▶ **EXERCISE TEXT**:

◇ ◇ ◇

The man who told us red wine is healthy tells Brian St Pierre how real ale, Switzerland and an Aussie winemaker sparked his personal interest
After a dinner party recently, our hosts, both doctors, surprised us: instead of a cheeseboard or dessert, they brought out plates of walnuts, chunks of dark chocolate and plump, sweet Agen prunes. The wine was d’Arenberg’s The High Trellis Cabernet Sauvignon
from McLaren Vale, South Australia. A superb end to our meal. When I said they must have been influenced by Roger Corder’s book on healthy eating and drinking, The Wine Diet,
they looked blank – never heard of him.
It was just ‘something we know’.
Well no, but not because Corder’s not trying. He is professor of experimental therapeutics at London’s William Harvey Research Institute, and has spent more than two decades finding ways to save us from ourselves. Since much of his research concludes that wine is good for you, he admits that gathering and analysing the facts has provided a great deal of pleasure. ‘The wines I most enjoy drinking are tannic, structured reds, which are also the ones with the most healthful properties, that I recommend. I wonder if I don’t have a conflict of interest,’ he laughs.

◇ ◇ ◇

▶ **DATASET ENTRIES**:
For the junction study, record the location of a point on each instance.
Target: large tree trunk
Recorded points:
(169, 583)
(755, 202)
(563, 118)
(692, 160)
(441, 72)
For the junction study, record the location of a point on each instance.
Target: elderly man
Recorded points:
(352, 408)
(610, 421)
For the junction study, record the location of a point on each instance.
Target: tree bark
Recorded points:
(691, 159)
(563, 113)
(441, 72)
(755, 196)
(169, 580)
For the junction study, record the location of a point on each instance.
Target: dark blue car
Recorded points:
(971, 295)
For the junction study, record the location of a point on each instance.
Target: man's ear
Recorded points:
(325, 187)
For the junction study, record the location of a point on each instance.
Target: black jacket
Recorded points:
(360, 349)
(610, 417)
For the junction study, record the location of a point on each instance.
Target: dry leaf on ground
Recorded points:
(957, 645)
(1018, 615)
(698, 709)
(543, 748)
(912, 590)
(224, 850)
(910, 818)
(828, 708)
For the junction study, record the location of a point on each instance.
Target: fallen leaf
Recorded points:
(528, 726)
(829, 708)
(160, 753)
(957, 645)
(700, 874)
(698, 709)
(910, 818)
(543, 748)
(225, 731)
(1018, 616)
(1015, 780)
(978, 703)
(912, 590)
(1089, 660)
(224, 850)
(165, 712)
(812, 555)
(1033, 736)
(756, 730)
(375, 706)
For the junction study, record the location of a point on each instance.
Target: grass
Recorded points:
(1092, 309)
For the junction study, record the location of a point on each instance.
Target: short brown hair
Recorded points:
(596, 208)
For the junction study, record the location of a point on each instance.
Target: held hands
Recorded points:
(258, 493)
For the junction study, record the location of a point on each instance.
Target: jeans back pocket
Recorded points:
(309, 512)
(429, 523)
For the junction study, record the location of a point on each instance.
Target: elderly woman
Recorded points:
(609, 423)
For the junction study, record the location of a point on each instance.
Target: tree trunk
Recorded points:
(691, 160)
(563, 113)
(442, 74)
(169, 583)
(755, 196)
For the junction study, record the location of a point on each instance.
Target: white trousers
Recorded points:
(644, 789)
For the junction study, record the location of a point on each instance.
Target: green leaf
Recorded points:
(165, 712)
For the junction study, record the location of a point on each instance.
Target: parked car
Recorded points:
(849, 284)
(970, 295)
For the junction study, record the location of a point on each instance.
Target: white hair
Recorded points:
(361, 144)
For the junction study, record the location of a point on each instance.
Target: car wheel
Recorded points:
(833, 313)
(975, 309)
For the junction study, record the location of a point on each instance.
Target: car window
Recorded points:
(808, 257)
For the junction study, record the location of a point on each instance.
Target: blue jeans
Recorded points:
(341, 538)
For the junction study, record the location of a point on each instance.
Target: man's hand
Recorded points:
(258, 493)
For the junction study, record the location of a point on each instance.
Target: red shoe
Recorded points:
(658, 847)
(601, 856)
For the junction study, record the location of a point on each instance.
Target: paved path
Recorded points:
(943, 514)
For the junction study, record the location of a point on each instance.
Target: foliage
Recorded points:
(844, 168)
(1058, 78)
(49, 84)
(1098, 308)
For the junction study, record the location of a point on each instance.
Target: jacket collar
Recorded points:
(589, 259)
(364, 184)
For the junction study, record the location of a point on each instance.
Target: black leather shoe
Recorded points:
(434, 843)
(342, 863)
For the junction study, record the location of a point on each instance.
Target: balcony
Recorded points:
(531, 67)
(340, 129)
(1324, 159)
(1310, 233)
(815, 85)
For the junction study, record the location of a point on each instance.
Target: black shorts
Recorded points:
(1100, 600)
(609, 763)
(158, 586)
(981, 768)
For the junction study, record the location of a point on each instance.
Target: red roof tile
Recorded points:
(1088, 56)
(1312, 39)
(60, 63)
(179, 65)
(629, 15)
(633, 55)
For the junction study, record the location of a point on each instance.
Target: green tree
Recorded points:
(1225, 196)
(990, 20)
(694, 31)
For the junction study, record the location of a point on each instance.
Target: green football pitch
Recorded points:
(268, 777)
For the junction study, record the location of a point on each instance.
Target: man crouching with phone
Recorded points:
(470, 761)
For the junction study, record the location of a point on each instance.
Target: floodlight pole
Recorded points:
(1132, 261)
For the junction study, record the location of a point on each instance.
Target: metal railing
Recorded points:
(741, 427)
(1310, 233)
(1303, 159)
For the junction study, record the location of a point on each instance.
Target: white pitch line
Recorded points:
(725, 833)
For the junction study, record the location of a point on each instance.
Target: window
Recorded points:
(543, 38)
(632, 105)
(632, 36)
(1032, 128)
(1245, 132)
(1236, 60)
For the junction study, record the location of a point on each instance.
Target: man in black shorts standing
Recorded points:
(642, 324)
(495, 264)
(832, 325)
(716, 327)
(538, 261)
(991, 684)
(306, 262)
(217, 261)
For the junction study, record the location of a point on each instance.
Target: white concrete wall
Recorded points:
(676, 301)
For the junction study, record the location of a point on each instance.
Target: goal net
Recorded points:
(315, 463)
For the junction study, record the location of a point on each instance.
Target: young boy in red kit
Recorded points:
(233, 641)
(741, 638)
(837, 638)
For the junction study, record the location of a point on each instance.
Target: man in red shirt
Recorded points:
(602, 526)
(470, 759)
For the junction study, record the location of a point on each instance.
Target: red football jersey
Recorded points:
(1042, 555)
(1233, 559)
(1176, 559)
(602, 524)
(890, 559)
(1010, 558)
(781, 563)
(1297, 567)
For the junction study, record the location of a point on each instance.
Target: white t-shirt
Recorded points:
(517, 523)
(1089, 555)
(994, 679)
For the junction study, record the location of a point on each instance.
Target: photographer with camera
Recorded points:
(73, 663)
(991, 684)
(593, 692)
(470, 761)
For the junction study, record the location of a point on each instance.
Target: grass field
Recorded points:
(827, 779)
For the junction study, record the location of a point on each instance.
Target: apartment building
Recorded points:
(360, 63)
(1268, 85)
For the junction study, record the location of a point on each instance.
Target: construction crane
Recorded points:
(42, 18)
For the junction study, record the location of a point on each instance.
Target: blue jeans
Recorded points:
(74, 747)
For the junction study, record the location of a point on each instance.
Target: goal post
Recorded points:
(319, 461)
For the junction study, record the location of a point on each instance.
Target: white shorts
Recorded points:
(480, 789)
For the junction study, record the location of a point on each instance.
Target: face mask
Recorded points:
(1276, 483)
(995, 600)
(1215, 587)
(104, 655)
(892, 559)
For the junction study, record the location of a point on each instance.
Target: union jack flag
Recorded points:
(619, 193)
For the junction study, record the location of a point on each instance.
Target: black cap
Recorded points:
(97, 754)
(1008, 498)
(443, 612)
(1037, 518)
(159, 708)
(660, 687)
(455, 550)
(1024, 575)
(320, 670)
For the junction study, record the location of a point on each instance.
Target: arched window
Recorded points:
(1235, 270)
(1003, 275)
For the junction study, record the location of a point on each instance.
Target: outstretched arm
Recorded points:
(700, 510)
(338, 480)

◇ ◇ ◇

▶ **TASKS TO PERFORM**:
[1] Rewrite the part of the article on Roger Corder starting at "Well no, but" and ending at "interest,’ he laughs.", replacing "experimental therapeutics" with "clinical pharmacology".
[2] Answer these questions from the article on Roger Corder:
(a) Which wine was served at the end of the dinner party?
(b) What is the title of Corder's book on healthy eating and drinking?
(c) At which institute is Corder a professor?
[3] Say whether each statement agrees with the article on Roger Corder. Answer yes or no, and quote the words that decide it.
(a) The hosts served a cheeseboard after dinner.
(b) Both hosts were doctors.
(c) Corder has spent less than ten years on his research.

▶ **ANSWERS FOR EACH ITEM**:
[1]
Well no, but not because Corder’s not trying. He is professor of clinical pharmacology at London’s William Harvey Research Institute, and has spent more than two decades finding ways to save us from ourselves. Since much of his research concludes that wine is good for you, he admits that gathering and analysing the facts has provided a great deal of pleasure. ‘The wines I most enjoy drinking are tannic, structured reds, which are also the ones with the most healthful properties, that I recommend. I wonder if I don’t have a conflict of interest,’ he laughs.

[2]
(a) d'Arenberg's The High Trellis Cabernet Sauvignon from McLaren Vale, South Australia
(b) The Wine Diet
(c) London's William Harvey Research Institute

[3]
(a) No: "instead of a cheeseboard or dessert, they brought out plates of walnuts, chunks of dark chocolate and plump, sweet Agen prunes"
(b) Yes: "our hosts, both doctors, surprised us"
(c) No: "has spent more than two decades finding ways to save us from ourselves"